Task set
A. Answer these questions about the workshop summary, one answer per line:
(i) Who provided the summary?
(ii) What is the name of the Australian government campaign that Mayes analyzes?
(iii) According to a video in that campaign, what share of Australians are overweight?
B. Reproduce the workshop summary word for word from "(5) There was" to "of human flourishing.".

Excerpt provided
▽
This summary was provided by Rock Ethics Graduate Student Fellow David Agler

Introduction 

On November 28th, the Rock Fellows Seminar took part in a workshop for Christopher Mayes, a postdoctoral scholar in the Rock’s Bioethics Initiative. Mayes’s paper “Measuring Up the Future Subject: Obesity and the Political Rationality of ‘Pre,’ offers an analysis of discourse in Australia used to target ‘pre-obese’ subjects in an effort to promote future health and economic security.

Mayes began the workshop with a brief overview of his paper. Mayes claimed that the theoretical framework of “pre” is general notion used to capture preemptive, precautionary, and preventive principles that aim at predicting and pre-empting threats prior to their actualization. A key theme of his paper (drawing from Diprose, Francois Ewald, and others) is the shift from a perception of risk that is naturally occurring and calculable to one that is incalculable and the result of human agency, particularly with respect to how the latter can lead to catastrophe.

Mayes draws upon governmental and bioethical literature (rather than risk management literature) in order to frame how obesity fits into this theoretical framework. Specifically, he does this by focusing on three relationships that characterize political rationality: (i) the relation of the present to the future, (ii) the relation freedom has to security, and (iii) the relation an individual has to populations. Mayes uses his theoretical framework of “pre” to diagnosis the Australian government’s response to obesity in its Measure Up campaign (see http://www.measureup.gov.au). While the campaign is described in detail in his paper, Mayes initial presentation involved a brief introduction of various public health videos that have been used in Australia and also distributed a measuring tape used to determine the degree to which you may be at risk for obesity. 

Discussion 
Discussion in the workshop centered around six central topics. 
(1) One statistic in a video in the Measure Up campaign noted that 1 in 2 Australians are overweight. This statistic was thought to conflate being obese (which is thought to reflect negative health) and being overweight but healthy (e.g. someone with great cardiovascular health and low body fat). In addition, this statistic emphasizes the rhetoric of “pre” since it targets to overweight individuals as falling in the range of the “pre-obese” and it leads to a question about what criteria are used to identify the “pre-obsese.”
 
(2) Another topic of discussion had to do with the severity of the threat of pre-obese individuals and whether or not the urgency of the threat matches the severity of the rhetoric (e.g. pre-obese children are ticking time bombs). 
(3) Another issue had to do with the scope and locus of responsibility. Much of the discourse in the public health initiative focuses on encouraging individuals to change, but there was discussion about the extent to which the locus of responsibility should be directed at corporations and governmental systems that market or promote high-sugar and high fat foods. 
(4) There was considerable discussion about what pragmatically-speaking (and ethically-speaking) is the best way to promote public health. For example, would it be ethically justifiable to use scare-tactics in public health campaigns? There was some discussion that while the use of emotional-charged narratives about individuals is more effective at motivating public health than bare statistics, there was some concern that this might not be sensitive to individuals affected by certain health maladies (e.g. victims of lung cancer). In addition, it was expressed that it is perhaps easier to influence individual consumers than to enact influence over powerful industries. 
(5) There was some discussion that much of the rhetoric in public health initiatives uses language designed to induce fear rather than to promote certain ideals. This strategy seems to rely on motivating individuals away from something negative instead of motivating them to seek certain aspects of human flourishing. 
(6) Finally, there was considerable interest in the specific interactions of government agencies with advertising agencies.
△
Source information
▽
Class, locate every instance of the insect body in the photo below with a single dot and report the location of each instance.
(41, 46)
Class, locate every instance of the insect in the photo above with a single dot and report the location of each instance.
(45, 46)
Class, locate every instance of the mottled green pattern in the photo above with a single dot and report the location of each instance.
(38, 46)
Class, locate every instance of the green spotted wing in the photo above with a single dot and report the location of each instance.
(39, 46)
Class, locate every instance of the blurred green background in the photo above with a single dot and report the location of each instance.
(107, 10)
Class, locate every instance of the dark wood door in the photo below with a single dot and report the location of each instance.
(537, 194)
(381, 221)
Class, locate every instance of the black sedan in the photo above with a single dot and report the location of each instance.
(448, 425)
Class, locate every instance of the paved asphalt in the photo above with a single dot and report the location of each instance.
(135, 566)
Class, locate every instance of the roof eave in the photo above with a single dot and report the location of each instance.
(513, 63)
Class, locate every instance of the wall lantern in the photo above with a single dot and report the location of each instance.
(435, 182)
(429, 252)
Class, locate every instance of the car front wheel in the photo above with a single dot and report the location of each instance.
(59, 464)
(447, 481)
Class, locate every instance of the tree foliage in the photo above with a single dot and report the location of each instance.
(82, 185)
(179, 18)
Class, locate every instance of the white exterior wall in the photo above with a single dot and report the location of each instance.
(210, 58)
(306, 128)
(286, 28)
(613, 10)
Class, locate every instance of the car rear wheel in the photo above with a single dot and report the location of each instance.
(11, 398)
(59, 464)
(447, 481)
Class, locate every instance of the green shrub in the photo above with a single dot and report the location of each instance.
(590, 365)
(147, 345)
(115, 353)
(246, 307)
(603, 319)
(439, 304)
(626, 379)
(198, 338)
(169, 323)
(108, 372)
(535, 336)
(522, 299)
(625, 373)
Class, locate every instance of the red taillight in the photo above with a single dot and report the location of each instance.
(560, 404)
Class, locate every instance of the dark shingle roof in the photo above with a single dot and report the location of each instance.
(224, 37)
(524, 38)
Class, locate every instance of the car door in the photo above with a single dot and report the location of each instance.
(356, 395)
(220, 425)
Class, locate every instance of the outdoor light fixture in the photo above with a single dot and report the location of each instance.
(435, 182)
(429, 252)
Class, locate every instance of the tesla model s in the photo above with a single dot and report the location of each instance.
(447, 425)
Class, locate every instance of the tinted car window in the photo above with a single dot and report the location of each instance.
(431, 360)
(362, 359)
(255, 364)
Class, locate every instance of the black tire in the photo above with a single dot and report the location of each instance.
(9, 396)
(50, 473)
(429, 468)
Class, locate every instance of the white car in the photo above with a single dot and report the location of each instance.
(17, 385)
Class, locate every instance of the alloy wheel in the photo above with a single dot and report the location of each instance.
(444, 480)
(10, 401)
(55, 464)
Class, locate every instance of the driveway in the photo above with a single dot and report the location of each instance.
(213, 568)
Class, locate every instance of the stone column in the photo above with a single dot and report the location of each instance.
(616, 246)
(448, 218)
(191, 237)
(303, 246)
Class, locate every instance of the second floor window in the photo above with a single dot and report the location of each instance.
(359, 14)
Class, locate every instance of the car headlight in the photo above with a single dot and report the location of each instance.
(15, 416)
△
Exercise solutions
A.
(i) Rock Ethics Graduate Student Fellow David Agler
(ii) Measure Up
(iii) 1 in 2

B.
(5) There was some discussion that much of the rhetoric in public health initiatives uses language designed to induce fear rather than to promote certain ideals. This strategy seems to rely on motivating individuals away from something negative instead of motivating them to seek certain aspects of human flourishing.